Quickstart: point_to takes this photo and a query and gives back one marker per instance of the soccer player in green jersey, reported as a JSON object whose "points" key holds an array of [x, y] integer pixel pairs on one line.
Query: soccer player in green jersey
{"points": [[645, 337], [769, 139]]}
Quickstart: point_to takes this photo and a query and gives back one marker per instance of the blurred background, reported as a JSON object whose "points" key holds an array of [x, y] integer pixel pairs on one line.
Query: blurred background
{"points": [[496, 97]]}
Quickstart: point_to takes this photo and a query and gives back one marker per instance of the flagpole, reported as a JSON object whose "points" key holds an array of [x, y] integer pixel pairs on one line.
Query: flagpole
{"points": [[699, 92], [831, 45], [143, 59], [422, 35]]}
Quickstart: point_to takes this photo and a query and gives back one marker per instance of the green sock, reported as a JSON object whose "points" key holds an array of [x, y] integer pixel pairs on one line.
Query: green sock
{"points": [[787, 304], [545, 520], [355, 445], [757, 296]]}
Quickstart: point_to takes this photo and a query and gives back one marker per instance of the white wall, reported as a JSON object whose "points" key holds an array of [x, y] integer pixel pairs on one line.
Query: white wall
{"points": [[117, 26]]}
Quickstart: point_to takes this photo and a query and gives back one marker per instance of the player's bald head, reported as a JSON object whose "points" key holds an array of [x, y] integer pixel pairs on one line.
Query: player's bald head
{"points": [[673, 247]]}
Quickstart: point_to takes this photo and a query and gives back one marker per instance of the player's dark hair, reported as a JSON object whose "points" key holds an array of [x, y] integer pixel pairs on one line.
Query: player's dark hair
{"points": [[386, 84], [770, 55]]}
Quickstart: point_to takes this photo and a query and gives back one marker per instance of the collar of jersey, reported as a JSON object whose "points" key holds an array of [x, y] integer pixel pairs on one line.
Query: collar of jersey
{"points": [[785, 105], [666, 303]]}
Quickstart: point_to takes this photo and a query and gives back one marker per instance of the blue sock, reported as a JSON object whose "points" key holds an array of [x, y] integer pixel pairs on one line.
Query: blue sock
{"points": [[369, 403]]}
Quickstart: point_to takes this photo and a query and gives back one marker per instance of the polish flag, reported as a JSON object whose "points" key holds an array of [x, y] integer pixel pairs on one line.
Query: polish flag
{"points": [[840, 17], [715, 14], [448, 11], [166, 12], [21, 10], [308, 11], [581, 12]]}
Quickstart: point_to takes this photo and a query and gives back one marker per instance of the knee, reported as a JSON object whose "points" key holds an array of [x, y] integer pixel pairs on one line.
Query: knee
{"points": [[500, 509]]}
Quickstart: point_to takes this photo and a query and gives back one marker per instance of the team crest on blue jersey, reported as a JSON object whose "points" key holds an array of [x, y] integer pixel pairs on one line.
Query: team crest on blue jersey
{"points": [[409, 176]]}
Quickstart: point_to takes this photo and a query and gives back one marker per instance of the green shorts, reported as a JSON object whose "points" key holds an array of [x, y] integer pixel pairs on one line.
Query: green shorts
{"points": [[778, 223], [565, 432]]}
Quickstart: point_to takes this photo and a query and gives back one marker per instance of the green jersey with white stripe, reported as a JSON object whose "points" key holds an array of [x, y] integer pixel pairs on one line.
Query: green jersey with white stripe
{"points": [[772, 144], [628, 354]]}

- - - - - - -

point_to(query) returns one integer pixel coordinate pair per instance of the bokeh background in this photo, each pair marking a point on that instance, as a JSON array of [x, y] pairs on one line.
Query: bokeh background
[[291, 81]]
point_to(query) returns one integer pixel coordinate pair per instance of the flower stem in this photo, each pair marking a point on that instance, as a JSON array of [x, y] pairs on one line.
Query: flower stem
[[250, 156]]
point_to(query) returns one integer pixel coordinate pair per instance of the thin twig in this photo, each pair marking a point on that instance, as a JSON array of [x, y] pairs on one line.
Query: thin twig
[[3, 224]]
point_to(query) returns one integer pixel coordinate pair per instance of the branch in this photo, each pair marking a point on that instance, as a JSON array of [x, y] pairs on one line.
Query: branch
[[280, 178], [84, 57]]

- - - - - - -

- **Problem details**: Retype exactly, and only, the lines above from the one where "of the soccer" occurs up to and including the one where "of the collar" occurs.

- **Response below**:
Quickstart: point_to takes this photo and a query and gives back one marker per instance of the soccer player in green jersey, reported as a JSON object whose "points" key holds an array of [x, y] integer pixel pairs on one line.
Query: soccer player in green jersey
{"points": [[645, 337], [769, 139]]}
Quickstart: point_to takes this photo and a query and gives back one marker per instance of the blurred background, reported as a JSON object whose "points" key holds an array of [x, y] integer pixel pairs on one line.
Query: blurred background
{"points": [[496, 97]]}
Quickstart: point_to takes this photo and a query and gives back one marker per instance of the flagpole, reported as a JSON object whose "points" key holds an array of [x, y] integer pixel pairs on one line.
Query: flagpole
{"points": [[699, 92], [831, 45], [143, 59], [422, 35]]}
Quickstart: point_to takes this photo and a query and gives back one marker per instance of the green sock, reported as a JSON object whose "points" key holds an array of [x, y] integer pixel pairs on one line.
Query: green sock
{"points": [[787, 304], [545, 520], [355, 445], [757, 296]]}
Quickstart: point_to takes this photo and a query and gives back one marker per instance of the white wall, reported as a JSON object whose "points" key holds an array of [x, y] integer pixel pairs on one line.
Query: white wall
{"points": [[117, 26]]}
Quickstart: point_to takes this photo and a query and gives back one marker per instance of the player's bald head, reported as a JSON object whose "points" key holds an array of [x, y] integer pixel pairs on one line.
Query: player's bald head
{"points": [[673, 247]]}
Quickstart: point_to takes this photo and a query and gives back one marker per instance of the player's dark hair, reported as a JSON object whose "points" key holds an array of [x, y] integer pixel pairs on one line.
Query: player's dark hair
{"points": [[386, 84], [770, 55]]}
Quickstart: point_to takes this photo and a query and gives back one marker per instance of the collar of jersey, reported as a JSON object whose "points" key holds an array of [x, y] integer pixel pairs on one line.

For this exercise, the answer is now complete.